TASK LIST:
- A) In the Z985 Cuvette AquaPen description, at which wavelengths can optical density be measured?
- B) List every chlorophyll fluorescence kinetics protocol that the Z985 Cuvette AquaPen description says the unit includes.
- C) Pick up the Z985 Cuvette AquaPen description after its final sentence and continue writing it.

PAGE EXTRACT:

------------------------------

Z985 Cuvette AquaPen

Z985 AquaPen is a cuvette version of the Z980 AquaPen chlorophyll fluorometer. It has blue and red measuring lights that enable chlorophyll fluorescence measurements of photosynthetic parameters both in algal and cyanobacterial suspensions in a cuvette. Due to its ultra-high sensitivity – up to 0.5 μg Chl/L, the Cuvette AquaPen can make measurements in natural water samples containing low concentrations of phytoplankton.

The Z985 AquaPen includes the chlorophyll fluorescence kinetics protocols for measurements of OJIP, NPQ and Light Curve responses of QY.  In addition optical density (OD) at 680nm and 720nm can also be measured.  The unit has both data transfer option via Bluetooth and USB communication technology.  With a built-in GPS module and a rechargable Li-ion battery it is ideal for use in the field. The AquaPen comes with PC software for data transfer and visualization.  A Probe version of the AquaPen (Z980) allows the same measurements of chlorophyll fluorescence in suspension by directly placing the probe in the suspension medium.

------------------------------

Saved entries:

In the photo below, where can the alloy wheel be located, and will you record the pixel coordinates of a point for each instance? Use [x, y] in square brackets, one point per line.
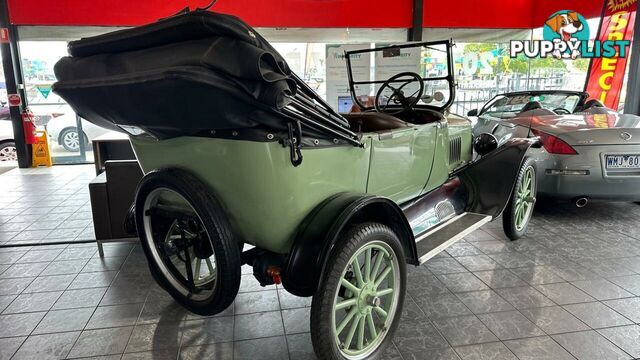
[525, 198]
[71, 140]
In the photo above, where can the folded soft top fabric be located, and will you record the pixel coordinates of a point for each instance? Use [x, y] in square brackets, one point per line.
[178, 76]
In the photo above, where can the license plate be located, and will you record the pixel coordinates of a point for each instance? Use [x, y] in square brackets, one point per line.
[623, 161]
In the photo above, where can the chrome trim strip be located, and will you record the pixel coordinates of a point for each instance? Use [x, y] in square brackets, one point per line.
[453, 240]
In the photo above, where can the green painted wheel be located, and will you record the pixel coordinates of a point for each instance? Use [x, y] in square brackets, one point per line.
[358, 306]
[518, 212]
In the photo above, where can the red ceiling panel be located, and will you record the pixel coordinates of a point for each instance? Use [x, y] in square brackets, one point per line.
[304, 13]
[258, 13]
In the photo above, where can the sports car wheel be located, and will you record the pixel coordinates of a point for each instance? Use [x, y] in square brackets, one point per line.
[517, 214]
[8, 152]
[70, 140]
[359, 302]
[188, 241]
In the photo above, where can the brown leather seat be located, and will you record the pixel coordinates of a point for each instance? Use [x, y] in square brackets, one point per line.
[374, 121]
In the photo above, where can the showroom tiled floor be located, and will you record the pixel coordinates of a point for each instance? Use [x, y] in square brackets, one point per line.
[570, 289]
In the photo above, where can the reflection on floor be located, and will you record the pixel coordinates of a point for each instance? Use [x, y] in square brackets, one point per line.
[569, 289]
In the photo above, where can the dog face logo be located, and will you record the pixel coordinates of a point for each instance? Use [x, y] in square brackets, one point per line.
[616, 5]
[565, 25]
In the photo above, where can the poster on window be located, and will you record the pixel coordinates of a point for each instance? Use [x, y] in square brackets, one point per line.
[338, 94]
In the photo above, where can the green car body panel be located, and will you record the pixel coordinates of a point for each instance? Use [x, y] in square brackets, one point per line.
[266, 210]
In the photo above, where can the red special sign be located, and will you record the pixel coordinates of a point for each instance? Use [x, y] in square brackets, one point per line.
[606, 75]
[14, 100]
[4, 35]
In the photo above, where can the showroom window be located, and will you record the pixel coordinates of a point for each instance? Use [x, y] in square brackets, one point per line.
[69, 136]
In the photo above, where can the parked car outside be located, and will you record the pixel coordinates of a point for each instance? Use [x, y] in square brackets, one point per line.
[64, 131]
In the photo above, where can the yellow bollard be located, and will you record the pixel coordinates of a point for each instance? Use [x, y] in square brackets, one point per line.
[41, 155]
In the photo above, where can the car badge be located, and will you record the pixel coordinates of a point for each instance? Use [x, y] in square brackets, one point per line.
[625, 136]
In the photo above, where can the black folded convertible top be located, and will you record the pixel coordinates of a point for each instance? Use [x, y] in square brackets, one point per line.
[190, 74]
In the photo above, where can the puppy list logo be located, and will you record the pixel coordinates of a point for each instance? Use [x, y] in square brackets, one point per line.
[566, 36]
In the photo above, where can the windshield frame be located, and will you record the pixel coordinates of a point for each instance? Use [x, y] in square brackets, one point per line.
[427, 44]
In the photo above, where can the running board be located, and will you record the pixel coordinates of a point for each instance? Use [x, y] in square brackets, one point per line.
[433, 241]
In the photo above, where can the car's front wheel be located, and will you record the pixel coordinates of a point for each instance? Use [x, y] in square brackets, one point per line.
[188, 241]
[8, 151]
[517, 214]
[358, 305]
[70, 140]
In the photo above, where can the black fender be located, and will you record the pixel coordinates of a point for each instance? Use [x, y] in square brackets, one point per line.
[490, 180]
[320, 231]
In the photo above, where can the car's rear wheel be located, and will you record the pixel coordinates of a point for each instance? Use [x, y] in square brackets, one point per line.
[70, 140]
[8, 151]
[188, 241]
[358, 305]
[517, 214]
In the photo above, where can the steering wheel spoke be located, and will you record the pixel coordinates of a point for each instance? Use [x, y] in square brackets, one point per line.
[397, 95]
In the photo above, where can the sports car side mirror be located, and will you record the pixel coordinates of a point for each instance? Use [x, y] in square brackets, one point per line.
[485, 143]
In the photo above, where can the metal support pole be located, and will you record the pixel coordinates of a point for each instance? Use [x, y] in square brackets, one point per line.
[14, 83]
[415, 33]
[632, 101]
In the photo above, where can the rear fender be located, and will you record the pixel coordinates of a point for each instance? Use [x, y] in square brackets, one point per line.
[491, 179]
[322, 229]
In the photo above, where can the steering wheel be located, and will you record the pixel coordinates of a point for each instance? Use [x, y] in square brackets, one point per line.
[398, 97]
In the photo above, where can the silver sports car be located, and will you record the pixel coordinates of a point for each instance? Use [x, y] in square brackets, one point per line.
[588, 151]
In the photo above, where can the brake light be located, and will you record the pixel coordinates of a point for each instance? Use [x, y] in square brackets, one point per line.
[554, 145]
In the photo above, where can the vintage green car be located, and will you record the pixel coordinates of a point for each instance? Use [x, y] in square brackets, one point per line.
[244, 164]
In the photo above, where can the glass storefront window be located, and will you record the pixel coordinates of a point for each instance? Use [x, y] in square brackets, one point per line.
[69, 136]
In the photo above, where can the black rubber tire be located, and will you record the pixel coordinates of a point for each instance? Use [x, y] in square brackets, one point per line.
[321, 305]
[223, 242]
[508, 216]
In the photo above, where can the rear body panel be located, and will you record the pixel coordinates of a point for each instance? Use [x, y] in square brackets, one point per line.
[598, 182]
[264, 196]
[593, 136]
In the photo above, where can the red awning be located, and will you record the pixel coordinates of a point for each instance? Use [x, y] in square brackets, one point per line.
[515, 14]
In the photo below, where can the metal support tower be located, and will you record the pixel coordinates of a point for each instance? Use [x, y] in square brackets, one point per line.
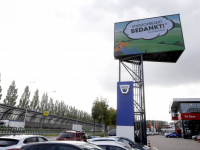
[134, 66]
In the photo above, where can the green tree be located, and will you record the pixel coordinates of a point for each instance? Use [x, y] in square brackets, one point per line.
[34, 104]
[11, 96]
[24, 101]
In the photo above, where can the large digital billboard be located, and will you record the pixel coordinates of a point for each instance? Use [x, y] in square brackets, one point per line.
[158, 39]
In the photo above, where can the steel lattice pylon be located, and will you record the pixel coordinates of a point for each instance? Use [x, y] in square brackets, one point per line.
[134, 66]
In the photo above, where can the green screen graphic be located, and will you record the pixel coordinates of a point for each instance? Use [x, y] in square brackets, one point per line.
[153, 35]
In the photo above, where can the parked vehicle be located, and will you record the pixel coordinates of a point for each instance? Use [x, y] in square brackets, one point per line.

------------------------------

ANSWER SET:
- A) 680nm and 720nm

- B) OJIP; NPQ; Light Curve responses of QY

- C)
  • Hand-held chlorophyll fluorometer for algal suspensions placed in a cuvette
  • High chlorophyll detection sensitivity – up to 0.5 ug chl/L
  • Includes 4ml cuvettes
  • Measurements of Optical Density at 680 and 720nm
  • Software and data transfer to PC module via USB and Bluetooth included
  • GPS module included
  • Rechargeable Li-ion battery

NPQ and Light Curve Protocols

  • Three predefined NPQ protocols differing in the duration of light exposure and dark recovery phase as well as in the number of intervals between the pulses
  • Typically used for quantification of photochemical and non-photochemical quenching in dark-adapted samples
  • NPQ 1 protocol: light duration 60s, 5 pulses; dark recovery duration 88s, 3 pulses
  • NPQ 2 protocol: light duration 200s, 10 pulses; dark recovery duration 390s, 7 pulses
  • NPQ3 protocol:light duration 200s, 10 pulses; dark recovery duration 60s, 2 pulses
  • Three predefined protocols differing in number and duration of light phases and light intensities
  • Based on pulse modulated fluorometry (PAM)
  • The effective quantum yields of photosynthesis are determined under various light intensities of continuous illumination.
  • Light response curve relating the rate of photosynthesis to photon flux density
  • LC1 protocol: 6 phases with 60s duration (10, 20, 50, 100, 300, 500 uE)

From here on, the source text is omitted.